Article »
+ + + + + + +
See he needs me more then I need him except for the fact we have a toddler together. I just need him to co-parent. I have everything else situated, But I feel bad for leaving my marriage. Feel bad for it not working out. Feel bad for it having to come to this. And yes it has to come to this. For the last year he has had 2 affairs ongoing and only stop when he got caught for a week and was right back at it. So i have no choice but to leave. 

He sat in MC and act as if he was changing. Claim he has issue buit never when to IC to get help with those said issues. He is manipulative, a liar, a cheat and does not want to grow up. 

I always had hope but it has dwindled in these months which led to this. Hard part is we have fun, we enjoy each other, we talk to each other for hours. I don't enjoy the sex as much because now I know I'm sharing him so I'd rather not but I still did it as his wife. 

He needs the newness. He needs me to be up under him all of the time. he has no hobbies and get bored very easily. He wants me around him 24/7. This is his claim as to his issues. he's selfish. So since I have to go to work and do house duties and take care of children. during that time he goes out to play. instead of finding a hobby while im at work or finding something productive to do.
+ + + + + + +
Data extract »
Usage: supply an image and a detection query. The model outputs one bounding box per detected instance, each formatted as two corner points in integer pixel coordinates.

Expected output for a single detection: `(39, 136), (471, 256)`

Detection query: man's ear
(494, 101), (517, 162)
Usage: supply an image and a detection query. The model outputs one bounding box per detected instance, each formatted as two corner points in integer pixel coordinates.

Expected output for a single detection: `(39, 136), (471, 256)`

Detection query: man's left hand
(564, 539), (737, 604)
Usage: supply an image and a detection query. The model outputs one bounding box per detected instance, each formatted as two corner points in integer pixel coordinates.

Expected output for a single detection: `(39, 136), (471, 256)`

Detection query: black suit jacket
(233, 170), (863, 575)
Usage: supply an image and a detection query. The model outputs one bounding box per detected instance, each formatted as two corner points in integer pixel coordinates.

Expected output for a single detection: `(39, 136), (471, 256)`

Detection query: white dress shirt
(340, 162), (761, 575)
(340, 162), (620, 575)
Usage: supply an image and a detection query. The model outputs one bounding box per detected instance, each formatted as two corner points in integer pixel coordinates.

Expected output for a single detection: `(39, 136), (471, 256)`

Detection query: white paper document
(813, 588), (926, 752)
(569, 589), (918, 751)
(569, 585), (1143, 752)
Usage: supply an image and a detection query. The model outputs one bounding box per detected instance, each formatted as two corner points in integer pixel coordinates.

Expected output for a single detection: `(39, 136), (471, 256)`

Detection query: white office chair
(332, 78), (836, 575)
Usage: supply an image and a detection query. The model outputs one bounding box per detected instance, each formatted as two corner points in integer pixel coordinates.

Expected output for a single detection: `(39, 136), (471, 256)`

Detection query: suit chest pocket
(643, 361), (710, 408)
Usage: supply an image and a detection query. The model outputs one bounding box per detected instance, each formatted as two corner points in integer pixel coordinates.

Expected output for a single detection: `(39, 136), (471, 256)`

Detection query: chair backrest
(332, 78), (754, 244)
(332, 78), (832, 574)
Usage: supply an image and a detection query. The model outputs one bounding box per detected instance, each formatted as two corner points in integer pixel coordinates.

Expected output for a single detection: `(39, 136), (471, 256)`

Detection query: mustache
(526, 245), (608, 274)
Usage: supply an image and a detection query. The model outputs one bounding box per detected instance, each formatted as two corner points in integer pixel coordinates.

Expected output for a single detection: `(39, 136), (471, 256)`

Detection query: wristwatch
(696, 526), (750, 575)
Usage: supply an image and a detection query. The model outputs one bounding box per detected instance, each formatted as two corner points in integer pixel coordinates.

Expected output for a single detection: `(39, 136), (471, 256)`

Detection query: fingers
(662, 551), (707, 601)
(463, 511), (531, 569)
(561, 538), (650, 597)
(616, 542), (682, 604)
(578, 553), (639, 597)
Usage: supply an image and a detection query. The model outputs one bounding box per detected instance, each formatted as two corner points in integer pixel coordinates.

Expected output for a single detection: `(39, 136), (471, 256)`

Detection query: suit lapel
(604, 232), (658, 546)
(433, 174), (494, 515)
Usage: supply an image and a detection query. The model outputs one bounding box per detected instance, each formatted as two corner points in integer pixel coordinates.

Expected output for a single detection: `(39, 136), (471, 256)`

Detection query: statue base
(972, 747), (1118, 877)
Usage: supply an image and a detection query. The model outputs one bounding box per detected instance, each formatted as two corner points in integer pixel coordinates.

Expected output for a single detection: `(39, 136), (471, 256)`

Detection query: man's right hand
+ + + + + + +
Aim of the task » Resume the forum post about leaving a marriage after repeated affairs, and continue it from the sentence that ends the text.

Result »
My trust is gone, he affairs has consumed me. I need air. Fresh air. I don't want anyone else. But I don't want this. This sucks!!!!!


----------



## Frostflower (Jul 22, 2012)

Hard as it is to think of leaving, do you value yourself so little that you would stay with a lying, manipulative serial cheater? Your child is young now, but as he grows up he will see the behavior his father models and think it is right. Is this what you want for your son?

Please get yourself tested for STD’s, including HIV, and refrain from having sex with him.

Out of curiosity, why isn’t he working?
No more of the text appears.